### JOB:
Retype only these lines from the data below, word for word: begin at the line that contains "toilet bowl interior?" and stop after the line that contains "148,179 -> 496,256".

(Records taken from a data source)
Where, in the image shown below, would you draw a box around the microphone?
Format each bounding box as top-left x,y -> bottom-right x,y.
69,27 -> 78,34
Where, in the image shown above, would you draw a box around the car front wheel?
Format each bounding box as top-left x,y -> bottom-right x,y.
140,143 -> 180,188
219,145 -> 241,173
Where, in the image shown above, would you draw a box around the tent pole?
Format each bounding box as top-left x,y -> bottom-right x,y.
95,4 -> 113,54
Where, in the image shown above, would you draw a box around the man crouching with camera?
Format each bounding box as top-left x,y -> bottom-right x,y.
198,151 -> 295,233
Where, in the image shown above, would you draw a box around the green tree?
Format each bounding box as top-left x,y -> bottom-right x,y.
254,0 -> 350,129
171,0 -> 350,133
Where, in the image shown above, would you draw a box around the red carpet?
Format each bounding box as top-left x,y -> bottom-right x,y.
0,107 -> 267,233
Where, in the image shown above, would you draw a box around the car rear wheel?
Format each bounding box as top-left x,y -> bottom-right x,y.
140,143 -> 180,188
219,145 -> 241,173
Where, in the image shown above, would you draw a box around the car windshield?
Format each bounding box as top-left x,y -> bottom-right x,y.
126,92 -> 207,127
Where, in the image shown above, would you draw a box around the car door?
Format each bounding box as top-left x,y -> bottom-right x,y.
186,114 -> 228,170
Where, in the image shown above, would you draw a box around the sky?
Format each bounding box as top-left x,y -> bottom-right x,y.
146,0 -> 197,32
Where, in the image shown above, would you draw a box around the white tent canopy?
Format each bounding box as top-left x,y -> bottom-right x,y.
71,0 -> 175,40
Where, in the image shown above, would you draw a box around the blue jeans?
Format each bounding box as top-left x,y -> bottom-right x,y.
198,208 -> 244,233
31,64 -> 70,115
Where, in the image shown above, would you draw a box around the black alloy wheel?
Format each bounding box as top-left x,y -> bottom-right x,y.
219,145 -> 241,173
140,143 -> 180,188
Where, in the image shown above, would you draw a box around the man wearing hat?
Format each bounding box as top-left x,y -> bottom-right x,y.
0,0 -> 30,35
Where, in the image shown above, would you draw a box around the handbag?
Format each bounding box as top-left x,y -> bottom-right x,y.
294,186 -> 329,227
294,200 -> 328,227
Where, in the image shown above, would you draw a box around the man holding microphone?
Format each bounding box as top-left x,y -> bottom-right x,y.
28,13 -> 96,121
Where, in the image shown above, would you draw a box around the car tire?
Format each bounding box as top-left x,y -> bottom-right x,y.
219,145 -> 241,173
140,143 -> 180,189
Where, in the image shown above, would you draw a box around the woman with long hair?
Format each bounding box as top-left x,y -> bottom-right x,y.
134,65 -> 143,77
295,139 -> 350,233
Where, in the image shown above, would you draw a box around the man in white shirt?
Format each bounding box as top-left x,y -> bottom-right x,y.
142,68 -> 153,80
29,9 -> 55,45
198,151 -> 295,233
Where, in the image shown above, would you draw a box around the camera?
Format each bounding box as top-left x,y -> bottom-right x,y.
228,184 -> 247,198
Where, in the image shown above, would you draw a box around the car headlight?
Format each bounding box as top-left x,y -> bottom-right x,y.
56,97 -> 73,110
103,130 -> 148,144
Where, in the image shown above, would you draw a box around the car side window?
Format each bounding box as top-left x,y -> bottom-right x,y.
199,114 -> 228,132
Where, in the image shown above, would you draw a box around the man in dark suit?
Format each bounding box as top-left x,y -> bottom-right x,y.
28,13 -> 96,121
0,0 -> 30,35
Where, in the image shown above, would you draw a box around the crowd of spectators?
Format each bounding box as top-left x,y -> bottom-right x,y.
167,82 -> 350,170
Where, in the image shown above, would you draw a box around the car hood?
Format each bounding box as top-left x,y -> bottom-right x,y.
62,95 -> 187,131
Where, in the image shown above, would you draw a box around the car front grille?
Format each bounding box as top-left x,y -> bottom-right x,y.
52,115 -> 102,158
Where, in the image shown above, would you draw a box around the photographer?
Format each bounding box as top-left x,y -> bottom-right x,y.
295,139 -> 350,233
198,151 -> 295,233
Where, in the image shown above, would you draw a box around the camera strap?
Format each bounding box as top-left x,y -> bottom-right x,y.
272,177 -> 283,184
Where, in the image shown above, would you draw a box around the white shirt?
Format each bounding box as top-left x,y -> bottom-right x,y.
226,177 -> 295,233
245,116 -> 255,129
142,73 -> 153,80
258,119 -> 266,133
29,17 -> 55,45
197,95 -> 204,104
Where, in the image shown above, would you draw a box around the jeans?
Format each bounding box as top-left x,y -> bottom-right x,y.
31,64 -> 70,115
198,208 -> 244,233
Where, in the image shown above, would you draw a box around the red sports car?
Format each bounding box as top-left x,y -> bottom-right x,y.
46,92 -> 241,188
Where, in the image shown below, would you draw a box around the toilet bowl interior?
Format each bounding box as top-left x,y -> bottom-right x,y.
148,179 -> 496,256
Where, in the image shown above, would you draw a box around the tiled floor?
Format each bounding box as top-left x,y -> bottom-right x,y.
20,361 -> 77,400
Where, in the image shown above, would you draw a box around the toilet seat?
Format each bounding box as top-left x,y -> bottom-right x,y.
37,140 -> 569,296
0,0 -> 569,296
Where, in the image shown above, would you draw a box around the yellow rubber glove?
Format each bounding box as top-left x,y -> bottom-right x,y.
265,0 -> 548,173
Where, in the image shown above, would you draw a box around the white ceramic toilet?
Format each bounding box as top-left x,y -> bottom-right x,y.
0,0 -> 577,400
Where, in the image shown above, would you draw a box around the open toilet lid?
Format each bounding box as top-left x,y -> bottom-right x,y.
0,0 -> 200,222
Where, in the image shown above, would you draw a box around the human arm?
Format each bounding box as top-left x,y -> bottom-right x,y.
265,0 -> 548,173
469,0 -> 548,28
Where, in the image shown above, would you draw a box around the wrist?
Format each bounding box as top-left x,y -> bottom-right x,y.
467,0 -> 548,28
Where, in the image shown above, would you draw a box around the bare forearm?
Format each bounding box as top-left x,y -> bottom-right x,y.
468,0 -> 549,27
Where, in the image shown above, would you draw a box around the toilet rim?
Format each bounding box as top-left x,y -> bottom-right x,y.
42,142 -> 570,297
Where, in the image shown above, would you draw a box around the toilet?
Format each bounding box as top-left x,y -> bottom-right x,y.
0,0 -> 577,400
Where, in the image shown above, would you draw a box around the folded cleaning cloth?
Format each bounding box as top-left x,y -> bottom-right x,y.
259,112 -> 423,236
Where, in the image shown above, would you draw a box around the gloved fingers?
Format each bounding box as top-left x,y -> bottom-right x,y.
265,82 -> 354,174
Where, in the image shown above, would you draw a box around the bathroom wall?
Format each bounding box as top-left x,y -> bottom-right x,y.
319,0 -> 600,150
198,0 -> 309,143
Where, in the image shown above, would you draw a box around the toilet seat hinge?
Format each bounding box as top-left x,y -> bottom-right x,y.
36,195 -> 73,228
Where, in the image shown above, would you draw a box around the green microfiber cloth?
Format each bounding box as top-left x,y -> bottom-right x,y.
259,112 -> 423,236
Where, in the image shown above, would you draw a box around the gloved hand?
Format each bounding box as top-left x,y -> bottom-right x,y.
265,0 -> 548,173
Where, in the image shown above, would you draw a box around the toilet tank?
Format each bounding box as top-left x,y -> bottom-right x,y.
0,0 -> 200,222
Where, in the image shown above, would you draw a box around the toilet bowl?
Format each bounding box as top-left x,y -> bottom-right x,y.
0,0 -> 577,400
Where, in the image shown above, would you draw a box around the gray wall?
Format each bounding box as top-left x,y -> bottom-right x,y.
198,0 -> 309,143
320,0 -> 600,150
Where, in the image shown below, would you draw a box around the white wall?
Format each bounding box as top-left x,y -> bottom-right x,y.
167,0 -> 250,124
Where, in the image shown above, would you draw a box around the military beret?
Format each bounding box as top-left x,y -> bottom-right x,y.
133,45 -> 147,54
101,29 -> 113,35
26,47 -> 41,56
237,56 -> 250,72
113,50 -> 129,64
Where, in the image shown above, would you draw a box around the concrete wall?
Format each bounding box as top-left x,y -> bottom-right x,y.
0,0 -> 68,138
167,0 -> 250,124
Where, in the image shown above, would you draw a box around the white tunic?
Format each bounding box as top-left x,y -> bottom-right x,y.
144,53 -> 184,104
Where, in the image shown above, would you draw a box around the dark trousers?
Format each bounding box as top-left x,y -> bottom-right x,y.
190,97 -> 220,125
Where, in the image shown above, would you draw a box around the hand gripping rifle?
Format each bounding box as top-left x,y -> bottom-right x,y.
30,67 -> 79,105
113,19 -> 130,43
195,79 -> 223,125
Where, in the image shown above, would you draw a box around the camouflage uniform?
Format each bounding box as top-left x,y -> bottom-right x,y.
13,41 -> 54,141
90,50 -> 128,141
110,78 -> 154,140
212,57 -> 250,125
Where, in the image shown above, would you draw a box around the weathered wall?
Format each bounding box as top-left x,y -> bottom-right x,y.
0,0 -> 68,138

### OUTPUT BELOW:
Where, in the image shown below, would you draw a box around the toilet bowl interior?
Format each bounding box as top-left x,y -> bottom-right x,y.
148,179 -> 496,256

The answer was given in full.